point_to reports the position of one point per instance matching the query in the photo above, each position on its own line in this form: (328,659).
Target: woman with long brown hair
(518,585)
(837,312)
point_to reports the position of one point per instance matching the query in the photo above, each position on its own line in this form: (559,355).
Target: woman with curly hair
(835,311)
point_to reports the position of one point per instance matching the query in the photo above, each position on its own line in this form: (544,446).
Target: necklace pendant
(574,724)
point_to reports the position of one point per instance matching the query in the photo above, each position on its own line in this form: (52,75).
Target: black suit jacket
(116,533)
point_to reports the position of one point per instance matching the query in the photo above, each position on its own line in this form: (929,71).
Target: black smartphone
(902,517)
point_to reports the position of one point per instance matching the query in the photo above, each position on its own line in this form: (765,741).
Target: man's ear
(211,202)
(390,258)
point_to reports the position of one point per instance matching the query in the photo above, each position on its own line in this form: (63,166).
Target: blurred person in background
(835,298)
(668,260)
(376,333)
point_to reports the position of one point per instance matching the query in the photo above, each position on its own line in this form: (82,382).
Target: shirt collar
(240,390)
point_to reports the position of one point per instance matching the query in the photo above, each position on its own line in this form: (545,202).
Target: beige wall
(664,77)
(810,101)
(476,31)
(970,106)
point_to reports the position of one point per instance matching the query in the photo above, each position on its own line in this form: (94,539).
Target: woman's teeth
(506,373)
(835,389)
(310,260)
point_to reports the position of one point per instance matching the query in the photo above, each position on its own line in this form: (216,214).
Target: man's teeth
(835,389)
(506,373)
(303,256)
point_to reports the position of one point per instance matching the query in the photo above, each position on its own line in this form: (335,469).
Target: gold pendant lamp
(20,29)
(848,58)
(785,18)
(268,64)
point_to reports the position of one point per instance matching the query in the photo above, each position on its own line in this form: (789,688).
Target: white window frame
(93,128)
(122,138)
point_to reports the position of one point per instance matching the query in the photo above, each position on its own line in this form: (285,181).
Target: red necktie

· · ·

» WHAT YOU NEED TO DO: Output exactly the lines of the data that run from the one containing "Target: woman's teeth" to the very last line, and no others.

» OUTPUT:
Target: woman's teeth
(506,373)
(835,389)
(310,260)
point_to reports the position of one point per instance matching the query in the photo above, each position on its own line in this form: (216,214).
Target: man's teeth
(835,389)
(506,373)
(303,256)
point_to reports the position of one point per instance matching the query in the photo above, each position on its own line in this form: (335,469).
Target: gold pendant lamp
(20,29)
(848,58)
(785,18)
(268,64)
point_to reports the position of one point per instance matching the query in the photo above, each position on its own line in this form: (789,688).
Target: white window frame
(93,128)
(122,138)
point_to reports the position of one point per instance matching the query in the photo above, each position on its own line in this form: (285,181).
Target: red necktie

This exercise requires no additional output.